── Extrait fourni

Le Sénégal est comme nous l'avons vu, très impliqué dans le processus de construction de l'UA. Cependant, la tâche ne paraît pas aisée eu égard aux facteurs défavorables souvent rencontrés. Ces écueils sont de deux ordres à savoir la création d'une dépendance financière accrue vis-à-vis de l'extérieur d'une part et la fragilité dont il souffre depuis son accession à la souveraineté internationale d'autre part.

Le problème du financement ayant été évoqué dans le cadre du troisième chapitre de cette étude, nous n'y reviendrons plus profondément au risque de nous répéter. Toutefois, Il convient au moins de retenir que cette dépendance financière constitue un obstacle majeur dans la mesure où rien de concret ne peut être réalisable comme cela a été démontré sans ressources financières considérables. C'est le cas en ce qui concerne surtout la construction d'une organisation continentale comme celle dont nous faisons la sociologie. Lorsque le Président WADE prend par exemple position pour le départ de KADHAFI manu militari pour la raison qu'il n'a « rien fait pour l'Afrique »499(*) parce qu'il a « n'a pas  financé le NEPAD »500(*), il paraît incompris. Car, iI est douteux que son approche largement discursive puisse efficacement impulser la construction de l'UA. Ainsi, nous nous appesantirons sur la situation interne de ce « petit » pays d'Afrique de l'ouest en proie au spectre de la division.

────

_À faire_:
**a)** Répondez aux questions suivantes d'après l'extrait sur le Sénégal et l'UA.
(i) Quels sont les deux ordres d'écueils mentionnés ?
(ii) Dans quel chapitre de l'étude le problème du financement a-t-il été évoqué ?
(iii) Selon le Président Wade, qu'est-ce que Kadhafi n'a pas financé ?
**b)** Les affirmations suivantes concordent-elles avec l'extrait sur le Sénégal et l'UA ? Répondez par oui ou non, en citant les mots décisifs de l'extrait.
(i) Le problème du financement est traité en profondeur dans ce passage.
(ii) Le Sénégal est décrit comme très impliqué dans la construction de l'UA.
(iii) Le Président Wade s'est prononcé pour le maintien de Kadhafi.
**c)** Prolongez l'extrait sur le Sénégal et l'UA à partir de sa dernière phrase.

── Données fournies

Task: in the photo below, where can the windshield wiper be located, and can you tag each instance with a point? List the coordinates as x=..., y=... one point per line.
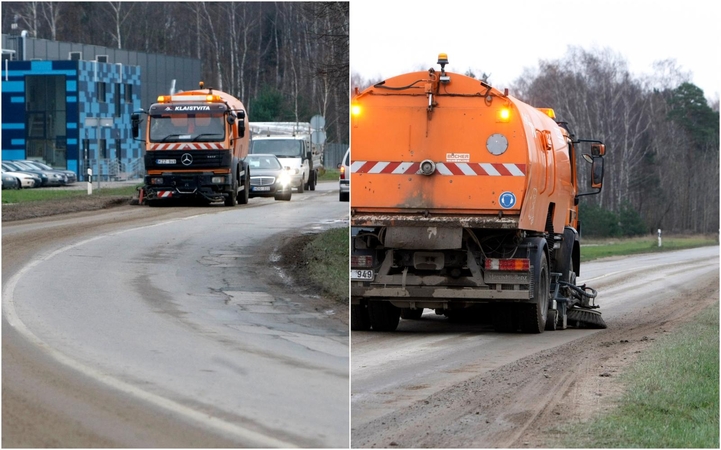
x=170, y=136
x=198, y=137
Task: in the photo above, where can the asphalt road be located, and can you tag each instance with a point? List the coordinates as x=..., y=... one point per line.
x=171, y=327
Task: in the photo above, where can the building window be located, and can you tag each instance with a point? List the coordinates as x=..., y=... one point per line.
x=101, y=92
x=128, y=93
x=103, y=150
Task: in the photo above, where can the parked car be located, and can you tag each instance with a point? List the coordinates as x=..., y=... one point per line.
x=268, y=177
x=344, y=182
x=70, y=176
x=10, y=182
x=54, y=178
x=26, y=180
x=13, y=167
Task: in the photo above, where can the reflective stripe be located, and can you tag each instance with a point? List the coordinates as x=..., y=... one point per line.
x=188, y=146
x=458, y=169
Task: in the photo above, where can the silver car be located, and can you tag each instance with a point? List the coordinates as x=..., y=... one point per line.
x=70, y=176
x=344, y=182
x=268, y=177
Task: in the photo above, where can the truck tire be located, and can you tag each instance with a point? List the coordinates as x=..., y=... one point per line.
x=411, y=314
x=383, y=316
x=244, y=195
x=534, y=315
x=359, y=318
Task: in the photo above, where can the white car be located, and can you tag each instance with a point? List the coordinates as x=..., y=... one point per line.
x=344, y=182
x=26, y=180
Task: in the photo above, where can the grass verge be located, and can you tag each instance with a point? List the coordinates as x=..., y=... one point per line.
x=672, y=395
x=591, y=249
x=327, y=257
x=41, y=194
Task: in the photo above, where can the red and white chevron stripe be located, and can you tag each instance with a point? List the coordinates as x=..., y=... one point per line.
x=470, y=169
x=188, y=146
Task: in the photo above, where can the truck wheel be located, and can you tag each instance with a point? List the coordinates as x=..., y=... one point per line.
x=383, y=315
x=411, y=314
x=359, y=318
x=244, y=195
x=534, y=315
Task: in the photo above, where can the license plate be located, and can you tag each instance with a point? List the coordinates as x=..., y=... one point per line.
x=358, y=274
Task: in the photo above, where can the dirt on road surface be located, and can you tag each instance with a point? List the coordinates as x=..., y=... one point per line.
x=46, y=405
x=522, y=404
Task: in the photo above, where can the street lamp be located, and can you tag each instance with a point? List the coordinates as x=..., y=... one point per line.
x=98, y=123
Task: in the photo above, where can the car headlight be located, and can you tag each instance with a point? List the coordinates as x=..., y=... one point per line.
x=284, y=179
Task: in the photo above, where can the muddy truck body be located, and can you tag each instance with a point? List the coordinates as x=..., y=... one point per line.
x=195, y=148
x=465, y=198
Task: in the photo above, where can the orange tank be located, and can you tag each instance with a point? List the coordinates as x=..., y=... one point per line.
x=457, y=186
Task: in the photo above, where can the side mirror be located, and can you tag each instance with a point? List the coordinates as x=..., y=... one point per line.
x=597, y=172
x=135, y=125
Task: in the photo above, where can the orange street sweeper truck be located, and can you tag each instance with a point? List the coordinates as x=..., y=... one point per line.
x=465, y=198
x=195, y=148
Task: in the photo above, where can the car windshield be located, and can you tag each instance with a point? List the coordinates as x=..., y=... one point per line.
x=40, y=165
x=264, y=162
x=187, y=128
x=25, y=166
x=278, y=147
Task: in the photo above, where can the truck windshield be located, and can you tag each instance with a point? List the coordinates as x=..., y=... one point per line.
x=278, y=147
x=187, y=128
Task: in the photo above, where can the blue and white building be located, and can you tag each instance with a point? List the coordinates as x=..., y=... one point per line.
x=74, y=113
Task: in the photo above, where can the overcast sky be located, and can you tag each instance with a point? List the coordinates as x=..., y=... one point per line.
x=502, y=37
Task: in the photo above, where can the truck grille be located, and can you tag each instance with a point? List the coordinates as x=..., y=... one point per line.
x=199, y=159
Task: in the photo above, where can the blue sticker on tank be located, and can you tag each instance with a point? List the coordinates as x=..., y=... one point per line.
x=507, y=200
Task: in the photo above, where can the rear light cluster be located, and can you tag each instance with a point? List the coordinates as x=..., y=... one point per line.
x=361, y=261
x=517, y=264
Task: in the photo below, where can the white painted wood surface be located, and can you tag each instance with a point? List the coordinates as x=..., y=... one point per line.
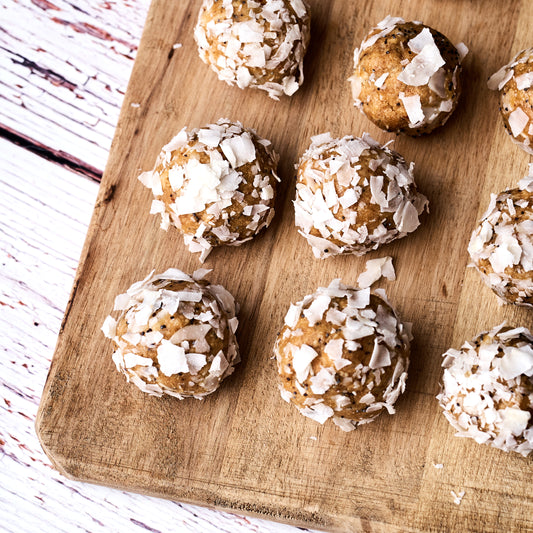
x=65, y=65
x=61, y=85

────
── Données fournies

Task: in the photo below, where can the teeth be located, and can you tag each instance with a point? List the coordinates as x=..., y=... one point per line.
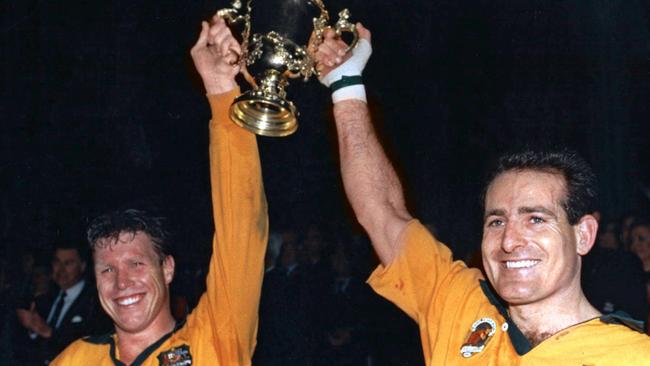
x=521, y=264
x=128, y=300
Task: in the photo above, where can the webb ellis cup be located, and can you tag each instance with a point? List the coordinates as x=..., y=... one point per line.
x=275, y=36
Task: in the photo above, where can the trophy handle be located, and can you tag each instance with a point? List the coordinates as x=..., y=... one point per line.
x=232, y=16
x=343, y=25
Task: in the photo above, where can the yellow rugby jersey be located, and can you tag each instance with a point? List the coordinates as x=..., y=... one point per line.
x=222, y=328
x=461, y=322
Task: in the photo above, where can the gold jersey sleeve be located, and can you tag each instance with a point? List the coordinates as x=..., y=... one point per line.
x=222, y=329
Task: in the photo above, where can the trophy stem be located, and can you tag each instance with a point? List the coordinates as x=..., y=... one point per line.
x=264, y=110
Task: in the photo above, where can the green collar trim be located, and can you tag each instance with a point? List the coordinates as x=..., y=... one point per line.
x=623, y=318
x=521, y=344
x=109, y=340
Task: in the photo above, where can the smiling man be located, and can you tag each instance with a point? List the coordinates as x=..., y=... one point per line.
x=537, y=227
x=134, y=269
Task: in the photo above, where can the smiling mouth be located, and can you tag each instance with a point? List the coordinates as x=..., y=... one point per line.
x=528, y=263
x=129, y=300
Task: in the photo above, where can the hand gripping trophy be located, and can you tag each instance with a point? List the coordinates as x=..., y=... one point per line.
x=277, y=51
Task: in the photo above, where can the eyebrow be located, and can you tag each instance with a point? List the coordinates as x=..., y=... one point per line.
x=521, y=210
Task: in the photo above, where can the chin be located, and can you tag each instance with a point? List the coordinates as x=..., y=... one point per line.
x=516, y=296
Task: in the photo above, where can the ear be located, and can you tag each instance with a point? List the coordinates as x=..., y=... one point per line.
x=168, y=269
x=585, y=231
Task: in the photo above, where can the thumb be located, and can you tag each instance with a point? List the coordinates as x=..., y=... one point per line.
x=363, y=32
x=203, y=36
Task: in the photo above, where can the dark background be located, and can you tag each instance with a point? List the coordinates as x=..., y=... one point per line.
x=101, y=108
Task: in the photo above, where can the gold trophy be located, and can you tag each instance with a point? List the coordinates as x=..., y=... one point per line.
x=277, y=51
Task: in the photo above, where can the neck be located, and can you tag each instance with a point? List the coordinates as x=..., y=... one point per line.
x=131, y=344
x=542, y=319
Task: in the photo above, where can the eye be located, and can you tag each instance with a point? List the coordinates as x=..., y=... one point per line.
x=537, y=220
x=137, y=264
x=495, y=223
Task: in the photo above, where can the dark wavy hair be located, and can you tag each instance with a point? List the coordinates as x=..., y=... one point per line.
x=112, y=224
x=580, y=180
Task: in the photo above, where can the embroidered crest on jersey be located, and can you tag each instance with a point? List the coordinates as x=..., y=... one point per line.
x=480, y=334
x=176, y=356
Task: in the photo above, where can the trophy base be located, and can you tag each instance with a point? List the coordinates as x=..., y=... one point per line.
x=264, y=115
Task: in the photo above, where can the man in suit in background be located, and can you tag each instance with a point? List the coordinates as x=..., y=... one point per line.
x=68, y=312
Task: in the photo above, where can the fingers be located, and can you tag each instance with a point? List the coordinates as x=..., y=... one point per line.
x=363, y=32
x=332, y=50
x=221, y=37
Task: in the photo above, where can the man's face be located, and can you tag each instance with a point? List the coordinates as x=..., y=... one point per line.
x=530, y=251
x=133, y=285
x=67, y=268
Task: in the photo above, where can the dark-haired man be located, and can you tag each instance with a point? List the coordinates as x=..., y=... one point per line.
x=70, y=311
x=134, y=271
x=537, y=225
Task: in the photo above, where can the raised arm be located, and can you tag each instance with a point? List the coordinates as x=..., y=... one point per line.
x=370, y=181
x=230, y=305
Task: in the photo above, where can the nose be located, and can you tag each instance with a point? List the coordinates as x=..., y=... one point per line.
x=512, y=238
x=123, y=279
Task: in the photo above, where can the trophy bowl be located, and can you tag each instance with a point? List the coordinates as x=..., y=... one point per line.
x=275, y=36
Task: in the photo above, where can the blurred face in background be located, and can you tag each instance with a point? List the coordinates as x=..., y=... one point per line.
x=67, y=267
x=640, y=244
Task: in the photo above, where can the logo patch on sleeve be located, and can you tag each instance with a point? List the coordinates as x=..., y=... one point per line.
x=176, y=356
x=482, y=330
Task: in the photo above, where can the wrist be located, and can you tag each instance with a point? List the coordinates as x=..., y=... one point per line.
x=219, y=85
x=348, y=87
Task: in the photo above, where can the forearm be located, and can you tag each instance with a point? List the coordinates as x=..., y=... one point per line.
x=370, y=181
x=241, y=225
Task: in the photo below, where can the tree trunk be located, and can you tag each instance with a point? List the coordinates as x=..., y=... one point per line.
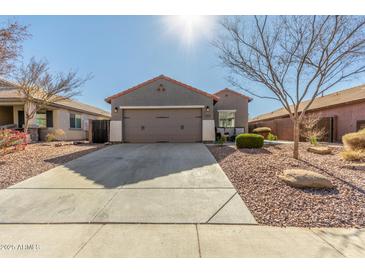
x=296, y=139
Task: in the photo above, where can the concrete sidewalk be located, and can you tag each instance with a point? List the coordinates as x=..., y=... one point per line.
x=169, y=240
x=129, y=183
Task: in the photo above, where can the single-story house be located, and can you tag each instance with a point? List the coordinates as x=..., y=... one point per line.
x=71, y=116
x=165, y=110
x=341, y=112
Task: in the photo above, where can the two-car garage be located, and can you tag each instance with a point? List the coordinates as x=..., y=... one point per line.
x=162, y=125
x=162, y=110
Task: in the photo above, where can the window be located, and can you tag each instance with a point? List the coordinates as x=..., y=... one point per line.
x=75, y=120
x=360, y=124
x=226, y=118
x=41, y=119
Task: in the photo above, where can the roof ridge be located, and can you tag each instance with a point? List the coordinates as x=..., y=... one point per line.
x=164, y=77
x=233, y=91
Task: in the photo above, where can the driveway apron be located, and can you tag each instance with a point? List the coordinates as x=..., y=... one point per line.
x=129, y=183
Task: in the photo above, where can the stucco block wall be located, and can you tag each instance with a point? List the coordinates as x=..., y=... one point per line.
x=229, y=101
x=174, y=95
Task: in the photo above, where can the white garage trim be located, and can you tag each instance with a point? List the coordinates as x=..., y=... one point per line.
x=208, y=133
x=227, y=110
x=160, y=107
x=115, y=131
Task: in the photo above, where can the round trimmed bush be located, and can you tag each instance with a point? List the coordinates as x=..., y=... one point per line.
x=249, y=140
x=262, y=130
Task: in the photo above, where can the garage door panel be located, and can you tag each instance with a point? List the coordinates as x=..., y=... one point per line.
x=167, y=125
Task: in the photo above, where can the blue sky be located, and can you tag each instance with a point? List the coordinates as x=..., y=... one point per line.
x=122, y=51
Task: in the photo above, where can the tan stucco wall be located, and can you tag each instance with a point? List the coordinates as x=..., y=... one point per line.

────

_Réponses_:
**a)**
(i) Une dépendance financière accrue vis-à-vis de l'extérieur et la fragilité dont le Sénégal souffre depuis son accession à la souveraineté internationale.
(ii) Dans le troisième chapitre.
(iii) Le NEPAD.

**b)**
(i) Non : « nous n'y reviendrons plus profondément au risque de nous répéter ».
(ii) Oui : « très impliqué dans le processus de construction de l'UA ».
(iii) Non : « prend par exemple position pour le départ de KADHAFI manu militari ».

**c)**
En effet, malgré une stabilité politique interne acceptable501(*), le Sénégal n'a pas toujours été un havre de paix. Dès 1960, année de son indépendance, une partie de la population de la Casamance502(*) souhaite l'autonomie pour leur région au nom de son identité spécifique503(*). En effet, les Diolas qui habitent la Casamance n'apprécient pas d'y voir arriver des Wolofs souhaitant pouvoir venir y cultiver de l'arachide. Dans ce contexte, le 26 décembre 1982, des manifestants séparatistes504(*) avec à leur tête l'abbé Diamacoune SENGHOR, armés de coupe-coupe et autres armes blanches, pénètrent à Ziguinchor, la capitale régionale de la Casamance, pour réclamer l'indépendance. Le Sénégal découvre alors l'existence d'un homme d'église qui prend la tête d'un mouvement séparatiste dénommé MFDC (Mouvement des Forces Démocratiques de Casamance) ou « Atika », (qui signifie la flèche ou encore combattant en langue locale diola) qui est la branche armée du MFDC. Conflit dit de « faible intensité »505(*), le mouvement irrédentiste casamançais a déjà occasionné de nombreuses victimes en 29 années de crise506(*) ayant même parfois des effets nuisibles dans des pays voisins comme la Guinée-Bissau et la Gambie507(*). A ceci, il faut ajouter les pertes financières enregistrées depuis la naissance de ce conflit.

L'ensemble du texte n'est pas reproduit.